-------- FRAGMENTO DEL TEXTO --------

Desde la mañana del lunes 21 de abril, horas antes de que iniciara el sepelio simbólico, un grupo de mujeres vestidas de blanco recorrió las calles pegando sobre las paredes de las casas vecinas mariposas amarillas de papel. Otras mariposas, de espuma y origen incierto, aparecían sobre las aceras. De algunas ventanas colgaba la bandera de Colombia. Los guías turísticos vendían fotografías históricas del escritor, los periódicos que anunciaron su fallecimiento y camisetas de la selección colombiana de fútbol con el rostro de Gabo estampado en el pecho. Cuando comenzaban a llegar al Palacio de Bellas Artes de Ciudad de México los miles de lectores que se reunieron en el homenaje póstumo transmitido por televisión, en Aracataca escampó; pero el mal tiempo había bloqueado la señal inalámbrica, por lo que tan sólo se trasmitió una parte del evento.

 

El sepelio simbólico arrancó frente a la Casa Museo. Los dos costados de la calle fueron acordonados por veinte policías que escoltaban a los forasteros perfumados y a los invitados de honor que llegaron de Santa Marta, la capital departamental. Entre ellos estaban el secretario de Cultura del departamento del Magdalena; la madre del gobernador, que asistió al evento en representación de su hijo; un coronel del ejército cuya esposa parecía resuelta a ocupar un lugar protagónico ante las cámaras de los periodistas; y, vistiendo guayaberas de lino o prendas Hugo Boss, algunos cantantes emergentes de vallenato (el género colombiano predilecto de García Márquez, que tiene dos corrientes: una caribeña tradicional de acordeoneros y trovadores errantes; y otra bling, con afinidades paramilitares e influencia narcotraficante, cuyo máximo exponente, Diomedes Díaz, estranguló a su amante).

-------- DATOS --------

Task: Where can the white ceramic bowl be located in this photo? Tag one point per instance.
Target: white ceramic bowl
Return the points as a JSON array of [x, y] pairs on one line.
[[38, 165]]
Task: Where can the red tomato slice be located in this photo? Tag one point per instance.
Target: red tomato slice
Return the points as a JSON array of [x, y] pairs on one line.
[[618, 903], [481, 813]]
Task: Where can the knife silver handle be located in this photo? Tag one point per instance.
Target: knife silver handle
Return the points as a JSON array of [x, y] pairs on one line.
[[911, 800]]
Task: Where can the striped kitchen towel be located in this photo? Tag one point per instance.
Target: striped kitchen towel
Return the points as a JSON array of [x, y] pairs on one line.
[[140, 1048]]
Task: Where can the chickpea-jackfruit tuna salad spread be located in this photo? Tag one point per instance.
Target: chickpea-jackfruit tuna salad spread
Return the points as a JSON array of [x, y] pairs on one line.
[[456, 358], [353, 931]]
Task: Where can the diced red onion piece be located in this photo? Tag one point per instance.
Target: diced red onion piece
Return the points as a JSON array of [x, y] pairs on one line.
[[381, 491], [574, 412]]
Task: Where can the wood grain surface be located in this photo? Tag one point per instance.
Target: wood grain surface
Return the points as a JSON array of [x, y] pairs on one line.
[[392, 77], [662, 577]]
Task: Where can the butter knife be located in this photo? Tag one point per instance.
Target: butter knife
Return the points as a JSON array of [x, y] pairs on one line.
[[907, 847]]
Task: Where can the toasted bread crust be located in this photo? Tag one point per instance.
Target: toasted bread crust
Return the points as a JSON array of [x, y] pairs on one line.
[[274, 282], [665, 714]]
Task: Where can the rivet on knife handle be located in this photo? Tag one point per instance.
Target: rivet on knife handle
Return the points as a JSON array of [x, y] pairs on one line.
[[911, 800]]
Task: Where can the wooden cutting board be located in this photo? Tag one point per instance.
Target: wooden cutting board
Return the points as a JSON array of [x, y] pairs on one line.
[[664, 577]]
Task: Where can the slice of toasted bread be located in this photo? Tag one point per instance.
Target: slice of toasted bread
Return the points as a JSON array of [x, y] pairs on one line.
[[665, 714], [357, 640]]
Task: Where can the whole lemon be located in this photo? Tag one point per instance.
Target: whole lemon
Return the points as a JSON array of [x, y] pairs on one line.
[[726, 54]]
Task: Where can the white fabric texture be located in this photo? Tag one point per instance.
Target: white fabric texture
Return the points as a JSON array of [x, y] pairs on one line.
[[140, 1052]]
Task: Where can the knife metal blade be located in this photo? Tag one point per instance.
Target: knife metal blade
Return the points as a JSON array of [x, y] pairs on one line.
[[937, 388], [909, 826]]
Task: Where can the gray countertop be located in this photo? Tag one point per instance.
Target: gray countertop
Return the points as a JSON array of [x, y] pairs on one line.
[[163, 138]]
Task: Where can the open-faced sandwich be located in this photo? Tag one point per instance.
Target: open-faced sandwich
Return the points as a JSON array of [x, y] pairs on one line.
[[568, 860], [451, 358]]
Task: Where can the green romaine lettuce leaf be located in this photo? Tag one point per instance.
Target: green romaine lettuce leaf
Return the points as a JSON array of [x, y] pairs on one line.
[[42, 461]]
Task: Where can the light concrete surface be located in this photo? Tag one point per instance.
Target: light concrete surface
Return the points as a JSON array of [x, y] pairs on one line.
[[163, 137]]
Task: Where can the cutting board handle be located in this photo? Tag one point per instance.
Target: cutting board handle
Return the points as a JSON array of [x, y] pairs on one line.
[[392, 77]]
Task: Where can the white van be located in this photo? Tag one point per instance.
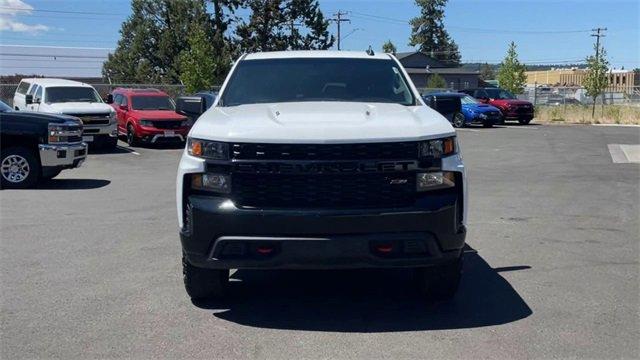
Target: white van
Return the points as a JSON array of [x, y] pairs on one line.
[[73, 98]]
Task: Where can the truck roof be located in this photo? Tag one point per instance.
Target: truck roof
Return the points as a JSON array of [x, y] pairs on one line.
[[315, 54], [55, 82]]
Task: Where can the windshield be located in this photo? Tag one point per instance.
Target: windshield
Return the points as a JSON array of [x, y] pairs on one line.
[[152, 103], [499, 94], [71, 94], [317, 79], [4, 107], [468, 100]]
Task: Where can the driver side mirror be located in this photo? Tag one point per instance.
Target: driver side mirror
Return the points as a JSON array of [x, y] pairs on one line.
[[191, 106]]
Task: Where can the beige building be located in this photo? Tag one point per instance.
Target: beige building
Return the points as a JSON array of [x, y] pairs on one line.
[[619, 80]]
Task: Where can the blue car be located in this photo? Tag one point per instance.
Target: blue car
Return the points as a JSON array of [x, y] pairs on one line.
[[475, 112]]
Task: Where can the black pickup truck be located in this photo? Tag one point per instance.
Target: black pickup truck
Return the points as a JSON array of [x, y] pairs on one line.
[[37, 146]]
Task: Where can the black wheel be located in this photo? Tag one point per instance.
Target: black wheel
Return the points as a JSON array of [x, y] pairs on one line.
[[19, 168], [203, 283], [51, 174], [458, 120], [441, 282], [132, 140]]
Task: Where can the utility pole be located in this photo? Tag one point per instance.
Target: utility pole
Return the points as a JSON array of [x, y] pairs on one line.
[[338, 18], [599, 32]]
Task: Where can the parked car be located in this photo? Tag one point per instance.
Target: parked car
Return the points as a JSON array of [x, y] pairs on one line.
[[320, 159], [37, 146], [447, 104], [148, 115], [471, 111], [59, 96], [509, 105]]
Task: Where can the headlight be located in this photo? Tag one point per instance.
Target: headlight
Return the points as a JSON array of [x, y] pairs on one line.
[[435, 181], [219, 183], [438, 148], [208, 149]]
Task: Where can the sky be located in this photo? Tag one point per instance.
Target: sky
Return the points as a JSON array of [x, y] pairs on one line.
[[72, 37]]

--------

POR HACER –
A: Responde estas preguntas sobre el texto del sepelio simbólico de Gabo en Aracataca:
(i) ¿Qué pegaban en las paredes de las casas las mujeres vestidas de blanco?
(ii) ¿Por qué en Aracataca solo se transmitió una parte del homenaje en el Palacio de Bellas Artes?
(iii) ¿Cuántos policías acordonaron los dos costados de la calle frente a la Casa Museo?
B: Retoma el texto sobre el sepelio simbólico de Gabo en Aracataca y continúalo a partir de su última oración.

RESPUESTAS –
A:
(i) Mariposas amarillas de papel.
(ii) Porque el mal tiempo había bloqueado la señal inalámbrica.
(iii) Veinte.

B:
A los organizadores, es decir los funcionarios y amigos de la Casa Museo Gabriel García Márquez, no les resultó fácil conservar el protagonismo y recibir los créditos por el evento. Los recién llegados pretendían que el profesor Robinson Mulford, por ejemplo, no pronunciara una elegía que llevaba días afinando.

 

La procesión llevaba una urna de vidrio donde había algunos mensajes de despedida escritos por los organizadores locales e invitados de Santa Marta. Dio una vuelta al pueblo antes de terminar en una misa fúnebre celebrada en la iglesia de la plaza central. Encabezaban el cortejo los estudiantes del Colegio Gabriel García Márquez que, además de fotografías de Gabo y flores amarillas, llevaban pancartas alusivas a las controversias más agudas que generó en Colombia la vida y muerte del escritor: su ideología comunista y no haber construido obras públicas en Aracataca.

 

Uno de los mensajes fue una respuesta directa al tuit de la senadora electa María Fernanda Cabal, miembro del partido del ex presidente de ultraderecha, Álvaro Uribe Vélez. Era una foto de García Márquez sonriendo con Fidel Castro, y encima el comentario: “Pronto estarán juntos en el infierno”. El cartel que llevaba una niña cataquera decía: “La doctora María Fernanda Cabal no sabe quién fue Gabo… Quien sí sabe (entre muchos) es el presidente de la primera potencia mundial… y no es colombiano, ¡qué pena!”.

 

Otro letrero rezaba: “Quienes le reclaman obras a Gabo para Aracataca pierden de vista intencionalmente que el maestro no fue gobernante”.    

 

“No, yo no fui a eso. No me gustó. Yo no soy hipócrita”, respondió de inmediato María Palomino (La Santa, para sus amigos) mientras se acomodaba sobre el cubre lecho de su cama doble. La luz era tenue y azulada en su habitación de paredes aguamarina, pues las cortinas estaban corridas para protegernos del sol de mediodía. Un pequeño televisor de tubo catódico coronaba una estantería de cajones donde guardaba su ropa. “A la gente hay que hacerle homenajes cuando está viva. Si no, no vale”. 

 

La Santa es una mulata de sonrisa fácil, y lengua vertiginosa y franca, que a pesar de estar llegando a la medianía de los cuarenta años tiene las piernas tonificadas a fuerza de pedalear su bicicleta de sol a sol. Va de una esquina a otra regalando mangos que recoge en este pueblo donde los frutos caen de las ramas como el maná bíblico; pero se gana la vida vendiendo bolsas de agua: un negocio informal que no sería tan rentable en un lugar que tuviese acueducto.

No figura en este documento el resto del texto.